▶ Исходные данные

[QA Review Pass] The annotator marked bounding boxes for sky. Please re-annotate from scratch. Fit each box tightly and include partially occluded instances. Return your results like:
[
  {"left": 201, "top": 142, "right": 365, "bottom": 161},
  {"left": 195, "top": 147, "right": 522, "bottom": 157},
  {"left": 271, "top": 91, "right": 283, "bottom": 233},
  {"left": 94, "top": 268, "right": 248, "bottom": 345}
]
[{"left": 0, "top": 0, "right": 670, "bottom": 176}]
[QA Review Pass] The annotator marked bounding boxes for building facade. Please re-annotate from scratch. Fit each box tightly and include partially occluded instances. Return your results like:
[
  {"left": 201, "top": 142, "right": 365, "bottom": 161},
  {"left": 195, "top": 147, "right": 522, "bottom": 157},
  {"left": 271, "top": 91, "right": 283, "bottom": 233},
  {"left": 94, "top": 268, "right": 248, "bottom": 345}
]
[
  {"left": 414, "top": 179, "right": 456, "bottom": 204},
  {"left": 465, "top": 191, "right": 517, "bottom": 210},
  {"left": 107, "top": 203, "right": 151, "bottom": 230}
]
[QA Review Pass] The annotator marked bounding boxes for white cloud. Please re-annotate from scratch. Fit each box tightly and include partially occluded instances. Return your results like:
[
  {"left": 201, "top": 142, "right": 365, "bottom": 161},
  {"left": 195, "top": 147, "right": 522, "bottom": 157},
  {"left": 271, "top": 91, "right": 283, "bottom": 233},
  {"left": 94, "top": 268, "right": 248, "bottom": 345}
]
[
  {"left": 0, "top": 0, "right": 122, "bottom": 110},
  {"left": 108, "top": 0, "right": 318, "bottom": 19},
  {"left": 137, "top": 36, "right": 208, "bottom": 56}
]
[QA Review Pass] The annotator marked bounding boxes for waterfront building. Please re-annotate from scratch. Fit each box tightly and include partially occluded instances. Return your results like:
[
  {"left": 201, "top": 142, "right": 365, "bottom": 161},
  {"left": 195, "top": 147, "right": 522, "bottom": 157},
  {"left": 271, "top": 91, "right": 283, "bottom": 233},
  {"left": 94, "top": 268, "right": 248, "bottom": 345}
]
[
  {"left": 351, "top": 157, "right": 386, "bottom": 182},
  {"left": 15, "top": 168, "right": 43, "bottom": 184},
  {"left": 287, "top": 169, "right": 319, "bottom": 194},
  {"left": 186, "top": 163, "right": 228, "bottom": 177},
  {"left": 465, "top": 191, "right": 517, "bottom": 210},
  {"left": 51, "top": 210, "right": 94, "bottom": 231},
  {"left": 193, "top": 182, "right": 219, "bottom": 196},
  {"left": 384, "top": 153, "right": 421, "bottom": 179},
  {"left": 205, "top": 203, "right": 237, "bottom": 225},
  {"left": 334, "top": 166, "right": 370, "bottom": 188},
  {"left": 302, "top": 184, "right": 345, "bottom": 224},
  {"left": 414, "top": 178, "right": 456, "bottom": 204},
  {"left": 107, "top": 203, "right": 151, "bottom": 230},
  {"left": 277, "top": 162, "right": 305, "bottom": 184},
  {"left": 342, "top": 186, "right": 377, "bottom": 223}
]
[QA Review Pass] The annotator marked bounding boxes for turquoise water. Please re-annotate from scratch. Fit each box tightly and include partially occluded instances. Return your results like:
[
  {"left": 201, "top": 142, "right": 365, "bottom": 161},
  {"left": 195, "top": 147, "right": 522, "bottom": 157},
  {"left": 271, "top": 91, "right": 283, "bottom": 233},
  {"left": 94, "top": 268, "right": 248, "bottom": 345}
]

---

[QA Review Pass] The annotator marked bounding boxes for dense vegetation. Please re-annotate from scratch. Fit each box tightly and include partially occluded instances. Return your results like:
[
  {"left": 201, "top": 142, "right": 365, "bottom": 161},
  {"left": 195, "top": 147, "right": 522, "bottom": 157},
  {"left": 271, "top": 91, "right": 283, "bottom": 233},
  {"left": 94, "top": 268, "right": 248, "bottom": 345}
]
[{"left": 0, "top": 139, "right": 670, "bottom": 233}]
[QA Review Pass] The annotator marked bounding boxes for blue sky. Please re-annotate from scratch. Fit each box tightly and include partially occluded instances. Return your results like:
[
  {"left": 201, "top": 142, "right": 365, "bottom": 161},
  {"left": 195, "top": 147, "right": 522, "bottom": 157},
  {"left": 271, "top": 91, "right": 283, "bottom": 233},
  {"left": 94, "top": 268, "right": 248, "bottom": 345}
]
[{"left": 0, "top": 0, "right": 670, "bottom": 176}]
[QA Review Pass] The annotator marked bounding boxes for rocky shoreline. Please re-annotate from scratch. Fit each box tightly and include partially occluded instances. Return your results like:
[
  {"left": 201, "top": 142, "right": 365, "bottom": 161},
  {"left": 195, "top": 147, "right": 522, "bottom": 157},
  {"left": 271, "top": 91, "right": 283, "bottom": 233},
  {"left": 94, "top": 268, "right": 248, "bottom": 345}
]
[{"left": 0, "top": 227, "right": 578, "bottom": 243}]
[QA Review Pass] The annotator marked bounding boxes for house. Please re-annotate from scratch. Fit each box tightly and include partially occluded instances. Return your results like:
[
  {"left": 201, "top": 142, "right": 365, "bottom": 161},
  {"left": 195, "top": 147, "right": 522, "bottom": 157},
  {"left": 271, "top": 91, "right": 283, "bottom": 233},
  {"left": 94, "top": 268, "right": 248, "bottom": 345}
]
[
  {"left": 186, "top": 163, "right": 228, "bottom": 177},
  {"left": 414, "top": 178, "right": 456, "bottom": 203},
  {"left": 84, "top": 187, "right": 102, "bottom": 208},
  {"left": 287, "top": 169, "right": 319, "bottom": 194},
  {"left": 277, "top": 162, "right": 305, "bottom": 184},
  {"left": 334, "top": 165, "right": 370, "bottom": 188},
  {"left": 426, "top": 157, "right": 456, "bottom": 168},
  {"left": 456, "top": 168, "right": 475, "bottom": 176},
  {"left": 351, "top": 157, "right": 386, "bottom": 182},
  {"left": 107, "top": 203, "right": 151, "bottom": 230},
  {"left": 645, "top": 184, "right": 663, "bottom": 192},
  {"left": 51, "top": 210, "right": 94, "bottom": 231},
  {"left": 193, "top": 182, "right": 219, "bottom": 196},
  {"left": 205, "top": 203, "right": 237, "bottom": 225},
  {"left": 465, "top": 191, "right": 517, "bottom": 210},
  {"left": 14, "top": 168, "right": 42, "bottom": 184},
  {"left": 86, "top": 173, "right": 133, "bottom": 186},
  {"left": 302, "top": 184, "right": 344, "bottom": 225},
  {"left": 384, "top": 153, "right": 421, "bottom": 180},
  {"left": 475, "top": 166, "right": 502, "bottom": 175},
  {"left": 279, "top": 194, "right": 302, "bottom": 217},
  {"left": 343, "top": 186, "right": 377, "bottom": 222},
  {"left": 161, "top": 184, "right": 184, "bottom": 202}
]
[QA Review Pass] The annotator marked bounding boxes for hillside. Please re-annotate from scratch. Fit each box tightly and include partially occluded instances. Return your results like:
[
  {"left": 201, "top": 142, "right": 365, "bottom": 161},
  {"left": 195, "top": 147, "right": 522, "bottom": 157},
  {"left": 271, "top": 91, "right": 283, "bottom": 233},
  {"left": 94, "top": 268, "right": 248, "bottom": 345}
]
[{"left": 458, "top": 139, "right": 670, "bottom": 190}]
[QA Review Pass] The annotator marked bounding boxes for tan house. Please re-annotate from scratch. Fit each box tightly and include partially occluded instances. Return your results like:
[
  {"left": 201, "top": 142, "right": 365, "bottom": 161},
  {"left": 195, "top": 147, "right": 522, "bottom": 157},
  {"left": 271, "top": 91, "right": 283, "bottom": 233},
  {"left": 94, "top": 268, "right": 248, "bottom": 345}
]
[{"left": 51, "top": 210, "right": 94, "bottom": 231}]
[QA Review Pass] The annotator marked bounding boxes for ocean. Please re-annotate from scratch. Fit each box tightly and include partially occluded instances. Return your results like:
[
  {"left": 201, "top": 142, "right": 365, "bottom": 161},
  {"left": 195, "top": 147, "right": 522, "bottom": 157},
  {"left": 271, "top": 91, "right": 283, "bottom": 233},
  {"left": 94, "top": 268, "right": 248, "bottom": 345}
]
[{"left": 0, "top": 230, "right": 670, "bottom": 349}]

==

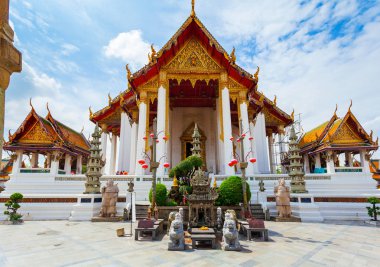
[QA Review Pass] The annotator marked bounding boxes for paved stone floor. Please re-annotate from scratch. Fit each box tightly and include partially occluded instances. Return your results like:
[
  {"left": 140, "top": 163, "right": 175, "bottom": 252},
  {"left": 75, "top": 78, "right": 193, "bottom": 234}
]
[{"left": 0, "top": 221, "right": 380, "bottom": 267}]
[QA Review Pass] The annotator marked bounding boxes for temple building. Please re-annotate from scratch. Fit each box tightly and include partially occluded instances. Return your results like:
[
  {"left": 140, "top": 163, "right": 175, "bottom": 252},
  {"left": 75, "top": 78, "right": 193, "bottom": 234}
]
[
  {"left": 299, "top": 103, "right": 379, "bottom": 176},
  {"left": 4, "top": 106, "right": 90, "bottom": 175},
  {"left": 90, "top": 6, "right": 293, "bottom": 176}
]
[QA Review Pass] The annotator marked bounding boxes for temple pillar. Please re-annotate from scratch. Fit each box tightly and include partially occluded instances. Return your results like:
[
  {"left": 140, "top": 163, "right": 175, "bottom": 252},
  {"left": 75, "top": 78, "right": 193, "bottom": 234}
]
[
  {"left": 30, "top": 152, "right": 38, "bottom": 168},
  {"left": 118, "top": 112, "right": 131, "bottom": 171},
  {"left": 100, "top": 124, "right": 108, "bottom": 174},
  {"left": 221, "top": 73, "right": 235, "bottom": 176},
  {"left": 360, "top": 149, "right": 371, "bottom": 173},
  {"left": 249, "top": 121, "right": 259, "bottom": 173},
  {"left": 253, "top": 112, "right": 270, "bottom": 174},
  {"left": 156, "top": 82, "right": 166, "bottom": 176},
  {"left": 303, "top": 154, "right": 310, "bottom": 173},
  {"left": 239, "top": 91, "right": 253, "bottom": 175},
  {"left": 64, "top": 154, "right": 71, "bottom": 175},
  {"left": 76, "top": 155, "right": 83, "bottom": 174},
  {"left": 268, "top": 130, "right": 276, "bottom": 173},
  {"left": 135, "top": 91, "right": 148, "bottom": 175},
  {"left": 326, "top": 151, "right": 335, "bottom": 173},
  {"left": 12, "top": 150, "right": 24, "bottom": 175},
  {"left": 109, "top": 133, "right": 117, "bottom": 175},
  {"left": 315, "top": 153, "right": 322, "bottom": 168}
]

▶ Описание задания
Выпишите из приведенных выше данных все строки, содержащие слово «house». Регистр букв имеет значение.

▶ Решение
[QA Review Pass] The annotator marked bounding boxes for house. Please re-annotate from scratch. Fit each box tightly and include partially occluded instances. Return your results like:
[QA Review Pass] The annotator marked bounding boxes for tan house. Please re-annotate from scratch. Fit each box tightly and include partially occluded instances. Return your results like:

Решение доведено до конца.